> _Given data_:
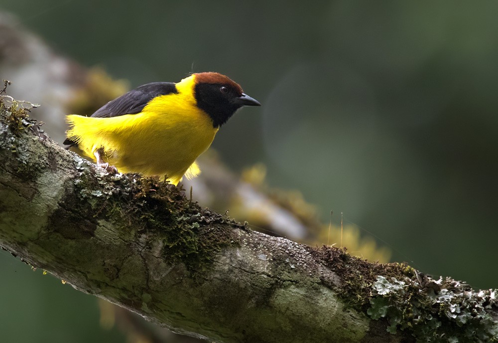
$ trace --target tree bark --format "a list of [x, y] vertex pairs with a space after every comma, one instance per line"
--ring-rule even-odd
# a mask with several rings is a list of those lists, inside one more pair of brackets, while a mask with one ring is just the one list
[[[177, 332], [227, 343], [498, 338], [496, 291], [267, 236], [156, 178], [107, 174], [15, 103], [0, 103], [0, 245]], [[456, 321], [464, 311], [475, 314]]]

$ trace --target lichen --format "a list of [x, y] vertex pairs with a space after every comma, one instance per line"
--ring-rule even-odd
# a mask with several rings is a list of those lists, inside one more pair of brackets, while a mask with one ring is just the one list
[[335, 290], [343, 301], [353, 308], [365, 311], [370, 306], [372, 286], [377, 275], [382, 275], [401, 279], [415, 278], [414, 270], [405, 263], [373, 263], [352, 256], [346, 248], [323, 245], [320, 248], [308, 248], [309, 252], [342, 280], [339, 286], [326, 280], [322, 282]]
[[476, 291], [451, 278], [415, 280], [379, 275], [372, 285], [367, 314], [387, 319], [387, 331], [409, 330], [417, 342], [485, 343], [498, 342], [498, 290]]
[[226, 218], [188, 200], [179, 188], [158, 177], [109, 174], [76, 155], [74, 161], [75, 189], [94, 216], [122, 230], [157, 233], [167, 261], [200, 272], [223, 247], [236, 244]]

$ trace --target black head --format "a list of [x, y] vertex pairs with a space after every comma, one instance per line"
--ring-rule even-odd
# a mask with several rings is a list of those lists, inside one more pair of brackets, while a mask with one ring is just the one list
[[213, 126], [227, 122], [243, 106], [260, 106], [257, 100], [245, 94], [242, 88], [218, 73], [195, 74], [195, 99], [197, 106], [209, 115]]

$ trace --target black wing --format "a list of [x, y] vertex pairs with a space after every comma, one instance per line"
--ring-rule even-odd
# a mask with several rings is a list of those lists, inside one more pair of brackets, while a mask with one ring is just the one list
[[110, 101], [91, 117], [108, 118], [139, 113], [151, 100], [158, 95], [178, 93], [173, 82], [152, 82], [140, 86]]
[[[177, 93], [173, 82], [152, 82], [143, 85], [107, 103], [97, 110], [91, 117], [109, 118], [124, 114], [135, 114], [143, 109], [149, 101], [158, 95]], [[63, 143], [68, 148], [76, 145], [76, 142], [66, 139]]]

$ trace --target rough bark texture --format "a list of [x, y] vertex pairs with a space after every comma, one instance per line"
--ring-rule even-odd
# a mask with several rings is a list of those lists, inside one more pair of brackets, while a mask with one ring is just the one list
[[[157, 179], [106, 174], [3, 102], [0, 137], [0, 245], [159, 325], [221, 342], [487, 342], [437, 341], [404, 317], [425, 314], [410, 299], [456, 294], [451, 281], [269, 236]], [[496, 293], [481, 297], [478, 329], [497, 338]], [[467, 337], [441, 316], [446, 337]]]

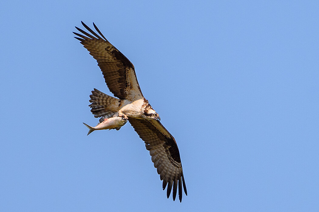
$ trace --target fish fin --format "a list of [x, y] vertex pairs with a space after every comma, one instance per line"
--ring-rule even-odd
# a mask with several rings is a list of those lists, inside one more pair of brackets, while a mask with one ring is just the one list
[[94, 130], [95, 130], [94, 129], [94, 128], [93, 128], [91, 126], [90, 126], [89, 125], [87, 124], [84, 122], [83, 122], [83, 123], [84, 124], [84, 125], [85, 125], [86, 127], [87, 127], [88, 128], [89, 128], [89, 132], [87, 133], [87, 135], [89, 135], [89, 134], [90, 133], [91, 133], [91, 132], [94, 131]]

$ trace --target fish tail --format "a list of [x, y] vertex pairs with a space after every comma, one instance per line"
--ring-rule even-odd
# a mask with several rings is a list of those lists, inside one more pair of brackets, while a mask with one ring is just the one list
[[89, 128], [89, 132], [87, 133], [87, 135], [89, 135], [89, 134], [90, 133], [91, 133], [91, 132], [94, 131], [94, 130], [94, 130], [94, 128], [93, 128], [91, 126], [90, 126], [89, 125], [87, 124], [84, 122], [83, 122], [83, 123], [84, 124], [84, 125], [85, 125], [85, 126], [86, 126], [86, 127], [87, 127], [88, 128]]

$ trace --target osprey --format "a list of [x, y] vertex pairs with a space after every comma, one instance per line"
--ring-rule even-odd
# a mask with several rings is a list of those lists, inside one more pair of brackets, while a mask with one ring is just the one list
[[[99, 35], [81, 22], [91, 34], [76, 26], [84, 35], [73, 32], [79, 37], [74, 38], [96, 60], [109, 89], [118, 98], [94, 88], [90, 95], [91, 112], [96, 118], [101, 117], [101, 123], [111, 117], [129, 121], [150, 151], [154, 166], [163, 180], [163, 190], [167, 186], [167, 198], [173, 187], [175, 201], [178, 187], [181, 202], [182, 184], [186, 195], [187, 192], [175, 139], [161, 124], [158, 114], [143, 96], [132, 63], [108, 41], [94, 23]], [[122, 126], [117, 126], [116, 129]]]

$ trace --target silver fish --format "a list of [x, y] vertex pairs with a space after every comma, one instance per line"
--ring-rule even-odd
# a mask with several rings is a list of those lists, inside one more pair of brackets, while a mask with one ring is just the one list
[[126, 124], [127, 121], [123, 119], [121, 117], [112, 117], [109, 118], [106, 118], [104, 121], [99, 123], [98, 125], [94, 127], [87, 124], [84, 123], [84, 125], [89, 128], [89, 132], [87, 135], [91, 133], [95, 130], [111, 130], [116, 129], [117, 130], [120, 129], [119, 128]]

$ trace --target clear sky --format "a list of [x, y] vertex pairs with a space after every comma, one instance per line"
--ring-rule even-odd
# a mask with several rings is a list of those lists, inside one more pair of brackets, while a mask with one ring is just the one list
[[[0, 3], [0, 210], [319, 210], [318, 2], [161, 1]], [[181, 203], [129, 123], [86, 136], [111, 93], [81, 20], [176, 139]]]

> _Exercise description_:
Find every line in the records that contains the string "bark" and copy each one.

> _Exercise response_:
$ trace --target tree bark --format "a list of [x, y] vertex pairs with a space after every comma, one instance per line"
$ trace --target rough bark texture --format "a list of [x, y] vertex pairs with a space after every comma, one instance per line"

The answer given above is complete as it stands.